• _Document extract_
-- START --
Sew Japan: Macaron, Sorbetto and a gathered skirt

Stash building in Japan!

My little family was lucky enough to take a holiday to Japan last month, visiting Kyoto and Tokyo. So bring on some vacation fabric shopping! Apart from the “how will I fit this in my suitcase” part, this is probably one of the most enjoyable forms of fabric shopping there is.

In this post, I am going to share with you what I have made with my fabric haul from Japan so far: a Colette Macaron, a Colette Sorbetto and a lovely gathered skirt. I will also share a few musings on Japanese style, how my trip has influenced my sewing life and offer a few tips for anyone lucky enough to go fabric shopping in Japan.

Polka dot gathered skirt: Spots a go-go

Gathered skirt. Dirndl skirt.

I’m not sure which one is technically correct. Since I don’t come from an alpine region and, to me, the process of making it felt more like gathering than “dirndl-ing”, I’m going to go with gathered skirt.

Doubling down on the double gauze

Japan is known for its double gauze cotton and this was the first time I’d had the chance to come across this lovely fabric. As I’m sure you all know, it’s two gauze-thin (think of bandages) layers  of cotton basically sewn together in a fine, barely visible grid. It is very soft, easy to work with and comfortable to wear. Recently, I’ve started to see it appearing more in fabric shops in Europe. Bring it on!

When I saw this irregular spotted double gauze, it looked so summery. I am really feeling these colours –  navy, pink and pale blue –  at the moment. I am trying to find new ways of enjoying colour without looking like a walking rainbow, so this fabric felt “spot on”.

This is just a plain old gathered skirt with a waist band and zip. I self-lined it, so you are looking at quadruple-gauze! Now that I have seen double gauze, is there such a thing as triple gauze? At least in light colours like this. This fabric was too thin to go unlined but, after self-lining, four layers is a bit too much. Triple-gauze would have been perfect!

I can’t say I used a “pattern” to make this, but when I made my first ever gathered or dirndl skirt, it was using the instructions in Tilly’s Love at First Stitch.

A one-pocket pony

Oh and I have included a single pocket!

You really only need one …

I promise it was deliberate. I just couldn’t be bothered cutting the back of my skirt in two pieces so that I could have a back zip, but I really wanted pockets! So a pocket it is!

I find pockets indispensable. Since my son was born, I have my hands full much more often! Also, at work, I use an access badge constantly and I hate lanyards, so pockets are essential. But how often do you use both your pockets at once? This isn’t the first time I’ve employed the one-pocket trick. Since this skirt is quite voluminous, the lack of balance isn’t even visible.
-- END --
• _Given task A_
According to the Japan sewing post, which three colors is the writer really feeling at the moment?
• _Given task B_
Reproduce the Japan sewing post starting with "My little family" and going on through "shopping in Japan.".
• _Given task C_
Carry the Japan sewing post forward from its last sentence.

• _Data excerpt_
-- START --
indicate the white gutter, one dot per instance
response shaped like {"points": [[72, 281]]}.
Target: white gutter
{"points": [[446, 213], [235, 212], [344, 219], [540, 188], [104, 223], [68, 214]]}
-- END --
• _Task response A_
Navy, pink and pale blue.

• _Task response B_
My little family was lucky enough to take a holiday to Japan last month, visiting Kyoto and Tokyo. So bring on some vacation fabric shopping! Apart from the “how will I fit this in my suitcase” part, this is probably one of the most enjoyable forms of fabric shopping there is.

In this post, I am going to share with you what I have made with my fabric haul from Japan so far: a Colette Macaron, a Colette Sorbetto and a lovely gathered skirt. I will also share a few musings on Japanese style, how my trip has influenced my sewing life and offer a few tips for anyone lucky enough to go fabric shopping in Japan.

• _Task response C_
Oh and please help me…

On the topic of volume, I have a gathering question for all you technical experts out there. When gathering by sewing in a couple of rows of long  stitches and pulling the tails, I’ve always wondered about the rationale behind sewing multiple rows. Is it insurance (in case one thread breaks)? Or do the multiple rows of stitches actually perform a technical function (e.g. is it easier to gather evenly with multiple rows)? Sometimes, I’ve even stumbled across patterns calling for 3 layers of stitches just for the purpose of gathering. Frankly, I always just say NO.

All in all, I really like this simple little number and think it will be doing the rounds this summer. I especially love that it looks cute with Breton strips. Anything that lets me get away with wearing spots and stripes together is a winner!

Colette Macaron

Start wearing purple, wearing purple. Start wearing purple for me now. All your sanity and wits they will all vanish I promise … (any other Gogol Bordello fans out there?)

This is my second Colette Macaron. I like this pattern a lot. The feminine details, vintage vibe and flattering shaping of Macaron exemplify Colette patterns at its best. Also, I have a lot of skirts that flare out at the waist in my wardrobe, so Macaron’s straighter silhouette is a bit different for me.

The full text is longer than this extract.